SHORT PROBLEM. Please rescale everything from the start of the entries down to the line containing "[(102, 75), (80, 36), (73, 9)]", both ends included, by rewriting those lines in full with the requests unchanged and each coordinate in the answers multiplied by 2.35 and rounded to a whole number, halves up. Leave the pictures out of your answer.
>> Start SOURCE MATERIAL
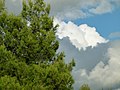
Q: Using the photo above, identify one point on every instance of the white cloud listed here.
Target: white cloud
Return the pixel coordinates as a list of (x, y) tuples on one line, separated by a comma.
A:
[(80, 36), (103, 76), (73, 9), (114, 35)]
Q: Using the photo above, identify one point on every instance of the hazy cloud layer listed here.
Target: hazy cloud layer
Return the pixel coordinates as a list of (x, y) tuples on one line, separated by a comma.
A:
[(102, 75), (80, 36), (73, 9)]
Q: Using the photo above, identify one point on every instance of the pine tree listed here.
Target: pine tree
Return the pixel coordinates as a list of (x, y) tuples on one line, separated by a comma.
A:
[(28, 58)]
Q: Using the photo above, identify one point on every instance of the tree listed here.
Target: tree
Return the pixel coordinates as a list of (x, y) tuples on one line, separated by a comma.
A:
[(84, 87), (28, 58)]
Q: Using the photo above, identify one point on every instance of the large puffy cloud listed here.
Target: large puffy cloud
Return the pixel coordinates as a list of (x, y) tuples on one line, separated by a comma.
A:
[(102, 75), (73, 9), (80, 36)]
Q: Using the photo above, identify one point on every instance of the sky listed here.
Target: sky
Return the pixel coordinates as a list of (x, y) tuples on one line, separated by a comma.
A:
[(89, 32)]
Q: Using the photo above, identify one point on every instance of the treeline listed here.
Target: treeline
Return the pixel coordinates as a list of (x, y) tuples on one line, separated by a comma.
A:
[(28, 45)]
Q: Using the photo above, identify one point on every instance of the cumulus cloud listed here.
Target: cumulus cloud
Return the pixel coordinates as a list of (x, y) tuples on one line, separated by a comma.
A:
[(80, 36), (103, 76), (115, 35), (73, 9)]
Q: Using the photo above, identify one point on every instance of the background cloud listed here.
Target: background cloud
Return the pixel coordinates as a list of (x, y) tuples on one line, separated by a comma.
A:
[(80, 36), (102, 75), (73, 9), (115, 35)]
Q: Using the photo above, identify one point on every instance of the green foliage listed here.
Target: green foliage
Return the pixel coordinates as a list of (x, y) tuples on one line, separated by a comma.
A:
[(28, 59), (84, 87)]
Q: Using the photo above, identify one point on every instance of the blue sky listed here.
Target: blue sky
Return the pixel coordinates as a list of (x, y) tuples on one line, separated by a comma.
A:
[(105, 23), (96, 64)]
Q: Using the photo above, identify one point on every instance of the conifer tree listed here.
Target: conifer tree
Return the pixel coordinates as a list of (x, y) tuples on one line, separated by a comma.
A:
[(28, 58)]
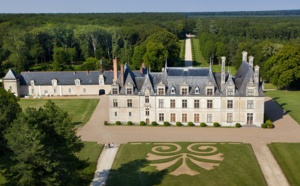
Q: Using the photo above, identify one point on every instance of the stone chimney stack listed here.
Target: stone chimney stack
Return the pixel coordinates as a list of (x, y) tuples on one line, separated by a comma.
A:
[(223, 58), (115, 69), (244, 56)]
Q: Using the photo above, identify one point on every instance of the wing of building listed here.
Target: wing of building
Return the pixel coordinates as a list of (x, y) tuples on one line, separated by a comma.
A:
[(184, 94)]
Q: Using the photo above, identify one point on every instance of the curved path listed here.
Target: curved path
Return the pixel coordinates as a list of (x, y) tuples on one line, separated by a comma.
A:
[(286, 130)]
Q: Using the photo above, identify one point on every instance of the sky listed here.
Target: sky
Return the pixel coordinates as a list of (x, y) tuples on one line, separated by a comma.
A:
[(105, 6)]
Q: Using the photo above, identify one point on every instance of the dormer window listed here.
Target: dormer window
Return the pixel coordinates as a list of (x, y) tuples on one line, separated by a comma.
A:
[(173, 90), (32, 82), (54, 82), (197, 91), (77, 82)]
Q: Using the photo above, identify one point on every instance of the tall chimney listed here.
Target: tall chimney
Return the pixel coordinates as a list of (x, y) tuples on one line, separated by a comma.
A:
[(244, 56), (251, 58), (115, 69), (122, 75)]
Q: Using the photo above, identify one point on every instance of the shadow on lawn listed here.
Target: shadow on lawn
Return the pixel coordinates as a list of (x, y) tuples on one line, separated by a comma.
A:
[(130, 174)]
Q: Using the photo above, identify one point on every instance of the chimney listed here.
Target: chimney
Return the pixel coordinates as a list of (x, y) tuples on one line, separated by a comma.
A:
[(223, 58), (244, 56), (122, 75), (115, 69), (251, 58)]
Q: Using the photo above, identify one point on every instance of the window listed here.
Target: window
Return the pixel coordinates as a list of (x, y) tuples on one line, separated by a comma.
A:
[(230, 92), (184, 103), (184, 91), (161, 91), (184, 118), (197, 90), (172, 103), (146, 99), (196, 103), (129, 102), (249, 118), (250, 92), (209, 92), (209, 104), (173, 117), (172, 90), (161, 117), (229, 103), (161, 103), (229, 118), (115, 103), (209, 118), (115, 90), (196, 118), (129, 91), (250, 104)]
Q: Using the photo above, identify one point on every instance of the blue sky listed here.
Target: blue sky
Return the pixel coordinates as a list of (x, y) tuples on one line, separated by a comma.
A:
[(102, 6)]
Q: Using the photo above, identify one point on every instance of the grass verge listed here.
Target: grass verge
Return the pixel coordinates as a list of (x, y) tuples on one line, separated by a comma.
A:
[(80, 110), (239, 166), (288, 157), (288, 100)]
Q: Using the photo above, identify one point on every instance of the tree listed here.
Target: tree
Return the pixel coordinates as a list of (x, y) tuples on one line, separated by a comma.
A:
[(284, 67), (43, 145), (9, 109)]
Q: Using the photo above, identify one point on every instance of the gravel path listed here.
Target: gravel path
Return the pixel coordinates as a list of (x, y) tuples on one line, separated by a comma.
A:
[(286, 130)]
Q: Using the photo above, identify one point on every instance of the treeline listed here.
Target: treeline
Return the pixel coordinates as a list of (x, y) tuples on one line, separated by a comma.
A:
[(79, 41), (266, 39)]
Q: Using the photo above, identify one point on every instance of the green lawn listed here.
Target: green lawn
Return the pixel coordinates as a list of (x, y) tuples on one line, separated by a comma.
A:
[(288, 157), (80, 110), (239, 166), (288, 100)]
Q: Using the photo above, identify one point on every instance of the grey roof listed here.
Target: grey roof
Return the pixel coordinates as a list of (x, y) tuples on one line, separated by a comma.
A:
[(10, 75)]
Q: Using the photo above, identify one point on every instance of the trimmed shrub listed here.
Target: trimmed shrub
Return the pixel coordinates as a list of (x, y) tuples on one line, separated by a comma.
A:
[(264, 125), (238, 125), (191, 124), (153, 123), (166, 123), (178, 123), (216, 124), (202, 124)]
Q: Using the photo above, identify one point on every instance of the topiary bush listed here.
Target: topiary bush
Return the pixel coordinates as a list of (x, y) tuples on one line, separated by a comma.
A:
[(166, 123), (178, 123), (264, 125), (191, 124), (202, 124), (216, 124), (153, 123)]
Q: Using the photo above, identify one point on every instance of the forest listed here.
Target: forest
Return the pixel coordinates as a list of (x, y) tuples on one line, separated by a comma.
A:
[(43, 42)]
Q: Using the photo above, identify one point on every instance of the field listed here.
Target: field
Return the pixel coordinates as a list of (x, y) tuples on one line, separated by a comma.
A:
[(288, 100), (288, 157), (185, 164), (80, 110)]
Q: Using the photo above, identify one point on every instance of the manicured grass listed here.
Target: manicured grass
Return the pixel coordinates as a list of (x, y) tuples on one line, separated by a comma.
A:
[(239, 167), (288, 100), (90, 152), (288, 157), (80, 110)]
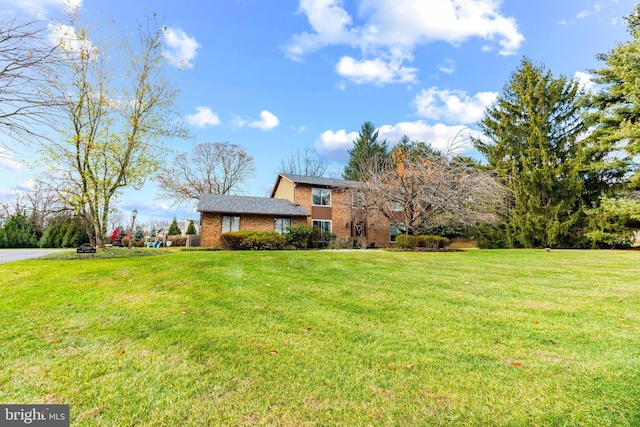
>> End SOURCE MATERIAL
ANSWER TO THE EXERCISE.
Q: Using the photo above, identify one point on every instance of the white cloud listed here.
Target: white cloud
Return the pixel coordinates as a list of (x, y) tuples on one line, separated by a comma.
A:
[(188, 85), (242, 179), (172, 21), (268, 82)]
Q: Using the photo above, identify one point on every instance of the hazy cloud layer listed here.
Target: hazy cloud layer
Return the pixel coordinates as a list of (x, y) tuples on one line, separated by a comma.
A:
[(240, 176), (188, 85), (172, 21)]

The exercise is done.